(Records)
━━━━━━━━━━━━━━━━

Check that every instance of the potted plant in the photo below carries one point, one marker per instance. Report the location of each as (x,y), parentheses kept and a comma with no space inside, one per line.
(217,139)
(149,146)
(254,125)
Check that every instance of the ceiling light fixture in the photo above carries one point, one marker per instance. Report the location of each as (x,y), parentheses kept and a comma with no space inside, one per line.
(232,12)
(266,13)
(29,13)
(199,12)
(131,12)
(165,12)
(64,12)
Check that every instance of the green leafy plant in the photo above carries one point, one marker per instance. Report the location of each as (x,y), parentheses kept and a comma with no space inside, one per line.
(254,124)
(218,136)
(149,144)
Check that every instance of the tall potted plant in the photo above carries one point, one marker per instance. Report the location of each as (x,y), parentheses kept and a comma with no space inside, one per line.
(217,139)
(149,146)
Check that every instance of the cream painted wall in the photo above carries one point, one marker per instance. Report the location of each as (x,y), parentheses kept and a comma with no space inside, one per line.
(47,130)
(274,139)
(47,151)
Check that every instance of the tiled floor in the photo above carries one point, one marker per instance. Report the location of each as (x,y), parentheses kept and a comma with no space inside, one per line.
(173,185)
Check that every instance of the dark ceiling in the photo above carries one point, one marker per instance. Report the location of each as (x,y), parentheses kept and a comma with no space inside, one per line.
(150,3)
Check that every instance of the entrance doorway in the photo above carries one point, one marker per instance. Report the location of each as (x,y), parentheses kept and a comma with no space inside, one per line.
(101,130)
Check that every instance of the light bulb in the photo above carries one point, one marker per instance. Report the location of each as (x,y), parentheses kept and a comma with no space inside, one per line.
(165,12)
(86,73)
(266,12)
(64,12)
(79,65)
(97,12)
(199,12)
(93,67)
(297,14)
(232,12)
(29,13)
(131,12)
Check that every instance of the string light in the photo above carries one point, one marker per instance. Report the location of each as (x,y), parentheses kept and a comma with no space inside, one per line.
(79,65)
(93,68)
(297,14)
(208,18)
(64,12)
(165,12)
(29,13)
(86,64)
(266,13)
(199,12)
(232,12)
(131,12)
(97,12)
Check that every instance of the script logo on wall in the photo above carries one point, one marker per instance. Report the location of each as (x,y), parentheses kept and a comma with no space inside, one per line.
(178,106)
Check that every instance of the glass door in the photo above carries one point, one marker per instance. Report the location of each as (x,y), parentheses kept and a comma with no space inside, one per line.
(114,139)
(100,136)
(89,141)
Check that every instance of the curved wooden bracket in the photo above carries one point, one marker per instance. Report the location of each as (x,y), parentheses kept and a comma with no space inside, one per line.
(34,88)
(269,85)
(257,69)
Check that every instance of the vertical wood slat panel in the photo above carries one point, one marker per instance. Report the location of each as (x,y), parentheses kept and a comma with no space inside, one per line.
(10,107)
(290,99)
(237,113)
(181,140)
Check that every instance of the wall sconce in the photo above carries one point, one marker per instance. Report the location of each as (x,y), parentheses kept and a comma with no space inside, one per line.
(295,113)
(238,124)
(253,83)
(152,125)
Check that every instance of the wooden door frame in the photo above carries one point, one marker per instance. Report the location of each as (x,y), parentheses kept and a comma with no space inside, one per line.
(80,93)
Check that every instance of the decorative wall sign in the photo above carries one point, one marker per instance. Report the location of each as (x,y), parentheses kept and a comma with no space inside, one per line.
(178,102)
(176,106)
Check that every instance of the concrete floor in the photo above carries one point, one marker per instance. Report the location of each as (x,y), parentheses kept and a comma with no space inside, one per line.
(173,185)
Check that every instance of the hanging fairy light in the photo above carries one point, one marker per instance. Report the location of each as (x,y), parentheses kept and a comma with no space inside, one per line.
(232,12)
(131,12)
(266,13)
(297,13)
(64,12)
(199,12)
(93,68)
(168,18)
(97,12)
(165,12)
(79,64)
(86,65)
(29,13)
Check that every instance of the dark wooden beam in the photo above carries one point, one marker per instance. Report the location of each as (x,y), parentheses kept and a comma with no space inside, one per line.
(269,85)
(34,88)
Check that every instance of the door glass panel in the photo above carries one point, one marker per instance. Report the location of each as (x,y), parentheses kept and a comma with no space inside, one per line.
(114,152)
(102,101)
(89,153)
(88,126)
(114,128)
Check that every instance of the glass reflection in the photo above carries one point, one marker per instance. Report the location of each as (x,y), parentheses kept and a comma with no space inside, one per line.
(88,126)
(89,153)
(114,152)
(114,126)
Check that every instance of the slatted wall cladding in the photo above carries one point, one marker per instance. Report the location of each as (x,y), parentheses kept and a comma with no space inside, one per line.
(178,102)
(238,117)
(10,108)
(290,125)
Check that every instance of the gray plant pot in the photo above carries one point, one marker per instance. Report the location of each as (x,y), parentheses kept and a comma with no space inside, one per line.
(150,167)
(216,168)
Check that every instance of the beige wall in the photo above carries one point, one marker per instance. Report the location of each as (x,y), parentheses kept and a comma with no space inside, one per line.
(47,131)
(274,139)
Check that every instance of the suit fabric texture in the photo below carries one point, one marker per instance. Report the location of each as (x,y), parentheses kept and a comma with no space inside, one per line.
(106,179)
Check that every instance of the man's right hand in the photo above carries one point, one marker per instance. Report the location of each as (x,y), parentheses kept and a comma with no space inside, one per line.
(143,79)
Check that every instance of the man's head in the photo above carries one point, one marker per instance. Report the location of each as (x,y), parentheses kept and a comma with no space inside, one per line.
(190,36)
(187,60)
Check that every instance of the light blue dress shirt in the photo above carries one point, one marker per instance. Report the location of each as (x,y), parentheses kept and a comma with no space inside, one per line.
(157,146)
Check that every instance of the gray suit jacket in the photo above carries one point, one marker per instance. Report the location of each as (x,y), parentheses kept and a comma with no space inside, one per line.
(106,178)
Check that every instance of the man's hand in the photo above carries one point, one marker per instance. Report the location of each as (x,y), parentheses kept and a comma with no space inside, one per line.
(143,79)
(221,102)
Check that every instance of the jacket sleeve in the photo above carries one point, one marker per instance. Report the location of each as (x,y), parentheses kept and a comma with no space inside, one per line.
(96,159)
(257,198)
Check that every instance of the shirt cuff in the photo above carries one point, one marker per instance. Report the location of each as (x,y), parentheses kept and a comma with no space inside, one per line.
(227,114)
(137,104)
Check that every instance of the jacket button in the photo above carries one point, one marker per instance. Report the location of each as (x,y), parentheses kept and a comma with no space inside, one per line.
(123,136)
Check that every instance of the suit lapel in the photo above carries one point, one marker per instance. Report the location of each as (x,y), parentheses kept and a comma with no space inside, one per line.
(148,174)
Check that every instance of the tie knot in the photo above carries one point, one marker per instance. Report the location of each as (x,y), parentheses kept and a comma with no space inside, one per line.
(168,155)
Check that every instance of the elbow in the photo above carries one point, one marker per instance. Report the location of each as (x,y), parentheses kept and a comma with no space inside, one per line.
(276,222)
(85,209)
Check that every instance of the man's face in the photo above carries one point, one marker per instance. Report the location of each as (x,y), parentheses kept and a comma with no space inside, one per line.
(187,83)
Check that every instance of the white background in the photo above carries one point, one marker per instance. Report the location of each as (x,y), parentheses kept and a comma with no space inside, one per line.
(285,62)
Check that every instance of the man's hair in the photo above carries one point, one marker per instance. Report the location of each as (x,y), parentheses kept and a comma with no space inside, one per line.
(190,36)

━━━━━━━━━━━━━━━━

**OBJECTIVE:**
Please repeat the material above, word for word and in full.

**WRITTEN ANSWER:**
Check that every instance of the potted plant in the photo below carries one point, one marker per instance. Report the location of each as (x,y), parentheses kept and a comma with no space inside, one per line.
(217,139)
(149,146)
(254,125)
Check that every instance of the ceiling light fixture in the photo above carries one point, one marker per instance. Report the location of each as (x,y), parentheses kept and a comma with no space inside, one per line.
(232,12)
(266,13)
(29,13)
(199,12)
(131,12)
(165,12)
(64,12)
Check that every instance of the green leafy plant in the photo above carries one point, one marker per instance. Report the location of each as (x,y), parentheses kept and a comma with no space inside, one per line.
(254,124)
(218,136)
(149,144)
Check that every instance of the tall potted plant in the photo above carries one point, one marker per instance. Report the location of each as (x,y), parentheses kept and a comma with no space inside, one per line.
(217,139)
(149,146)
Check that every instance of the cream painted wall in the photo above carries one point, one marker per instance. Report the location of each as (x,y), parentheses kept and a comma with no space inside, one per line.
(47,130)
(274,139)
(47,151)
Check that every instance of the tiled floor in the photo above carries one point, one marker per instance. Report the location of each as (x,y), parentheses kept and a comma with no space inside, one per line.
(173,185)
Check that every instance of the dark ceiling in the photo above carries one point, one marker per instance. Report the location of each as (x,y), parentheses kept and a comma with no space inside, one per line.
(150,3)
Check that every instance of the entrance doorway in the photo above carries one point, one marker per instance. Report the location of each as (x,y), parentheses kept and a comma with no space inside, one per line.
(101,130)
Check that every instance of the light bulb in the photo above carries one point, one marker per instance. Report the location of each as (x,y), parentheses kept and a comma with no space inside, one per line.
(165,12)
(86,73)
(266,12)
(64,12)
(79,65)
(97,12)
(199,12)
(93,67)
(297,14)
(232,12)
(29,13)
(131,12)
Check that every instance of the string light in the photo above carries one point, one marker per instance. Report the location of each as (x,y), parentheses kept and a comma with no space inside, one per line.
(79,65)
(93,68)
(297,14)
(208,18)
(64,12)
(165,12)
(29,13)
(86,64)
(266,13)
(199,12)
(232,12)
(131,12)
(97,12)
Check that every instance of the script logo on wall in the photo above carries one point, one marker per instance. Report the location of each as (x,y), parentheses kept and a comma with no space inside, one per line.
(178,106)
Check that every instance of the glass door in the photo above carries one point, one marker per instance. Report the location of each as (x,y), parentheses kept and a comma with no space inside, one per line.
(114,139)
(100,136)
(89,141)
Check that every instance of the curved wooden bracket in the photo above carries one point, one marker per instance. Report the location of each as (x,y), parentheses kept and a comma with no space inside, one per line.
(34,88)
(269,85)
(257,69)
Check that every instance of the vertical wood slat panel in the photo above carries one point, one marker per instance. Report the location of each as (x,y), parentheses kept and a comma with no space inside, one per line.
(10,107)
(290,99)
(237,113)
(181,140)
Check that every instance of the wall sconce in the photo above carries one point, one marker per instance. Report the location of each as (x,y), parentheses kept and a comma with no space inside, one per line.
(295,113)
(238,124)
(253,83)
(152,125)
Check that every instance of the wooden door frame in the photo above carries one point, one marker per instance. Report the location of each as (x,y), parentheses kept and a comma with no space inside, one per line.
(80,93)
Check that every instance of the decorative wall sign in the photo above carries one point, one marker per instance. Report the location of each as (x,y), parentheses kept and a comma with no space inside, one per line.
(178,102)
(176,106)
Check that every instance of the concrete floor in the photo above carries one point, one marker per instance. Report the location of each as (x,y), parentheses kept and a comma with no space inside, one per line.
(173,185)
Check that every instance of the hanging fairy light in the photo above carries one point, one marker per instance. Report the location of each as (x,y), parentheses kept and a comma with no space inside, one per line.
(232,12)
(131,12)
(266,13)
(297,13)
(64,12)
(199,12)
(93,68)
(168,18)
(97,12)
(165,12)
(79,64)
(86,65)
(29,13)
Check that every instance of the dark wooden beam in the photo above carries one point, one marker per instance. Report the location of each as (x,y), parentheses kept and a comma with no space inside, one per line.
(269,85)
(34,88)
Check that every instance of the door glass panel in the photo above carries one point, one marker per instance. Report the location of each as (x,y), parentheses kept and a comma with no space inside, one per line.
(114,152)
(102,101)
(89,153)
(88,126)
(114,128)
Check that every instance of the glass reflection in the photo above carries one point, one marker per instance. Report the location of each as (x,y), parentheses kept and a comma with no space inside, one per line.
(88,126)
(89,153)
(114,152)
(114,126)
Check that every instance of the slatted wall cladding in the photo above carries one point, one marker per instance. Report the location of each as (x,y), parentheses kept and a comma with no space inside, one per line.
(178,102)
(238,117)
(10,108)
(290,125)
Check that every instance of the gray plant pot in the photo above carries one point, one marker per instance. Report the location of each as (x,y), parentheses kept and a comma with no space inside, one per line.
(150,167)
(216,168)
Check that every instance of the beige wall in the photo above carries one point, one marker per instance. Report the location of each as (x,y), parentheses kept and a comma with no space inside, one per line.
(47,131)
(274,139)
Check that every instance of the suit fabric texture in the photo below carries one point, one marker per instance. Report the location of each as (x,y), parentheses kept and a comma with no space inside, one per line.
(106,179)
Check that every instance of the man's right hand in the photo above carries one point, one marker per instance. Report the location of each as (x,y), parentheses kept and a comma with no space inside, one per line.
(143,79)
Check that every instance of the man's head in the photo above carries one point, one marker per instance. Report the location of each as (x,y), parentheses kept and a comma with no space inside, one per line.
(190,36)
(187,60)
Check that every instance of the light blue dress shirt in the photo above carries one point, one marker per instance. Report the location of each as (x,y), parentheses kept and a comma with no space inside, one per line.
(157,146)
Check that every instance of the gray suit jacket in the photo above carries one point, one marker per instance. Report the location of each as (x,y), parentheses kept and a comma with no space inside, one per line.
(106,178)
Check that every instance of the man's hand in the photo above carries one point, one marker per instance. Report the location of each as (x,y), parentheses kept and a comma with no space inside, one per line.
(143,79)
(221,102)
Check that every instance of the jacket sleeve in the photo above carries one point, one marker per instance. Report the location of each as (x,y), parentheses kept and a comma with no space inside, one per line.
(96,159)
(257,198)
Check that every instance of the shirt cuff in the photo above carries one point, one marker per instance. Report the location of each as (x,y), parentheses kept and a comma with no space inside, one per line.
(227,114)
(137,104)
Check that every instance of the jacket button in the photo above carries one point, one marker per instance. Report the location of each as (x,y), parentheses kept and a comma with no space inside, one per line.
(123,136)
Check that every instance of the suit lapel in the photo above carries one point, one marker per instance. Report the location of each as (x,y), parentheses kept and a comma with no space inside, one per line.
(148,174)
Check that every instance of the tie knot in the photo above carries one point, one marker per instance. Report the location of each as (x,y), parentheses kept and a comma with no space inside, one per line.
(168,155)
Check that every instance of the elbow in the photo above carries one point, one marker per instance. Report the location of each as (x,y), parentheses kept and a comma with no space inside, one per line.
(276,222)
(85,209)
Check that every instance of the man's face in the photo above carries one point, one marker per instance. Report the location of each as (x,y), parentheses kept and a comma with no space inside, one per line.
(187,83)
Check that every instance of the white background in the photo above carries one point, one marker per instance. Report the location of each as (x,y), parentheses kept and a comma with no space inside, one per line.
(285,62)
Check that every instance of the man's hair in the photo above carries one point, one marker per instance. Report the location of each as (x,y), parentheses kept and a comma with no space inside, one per line.
(190,36)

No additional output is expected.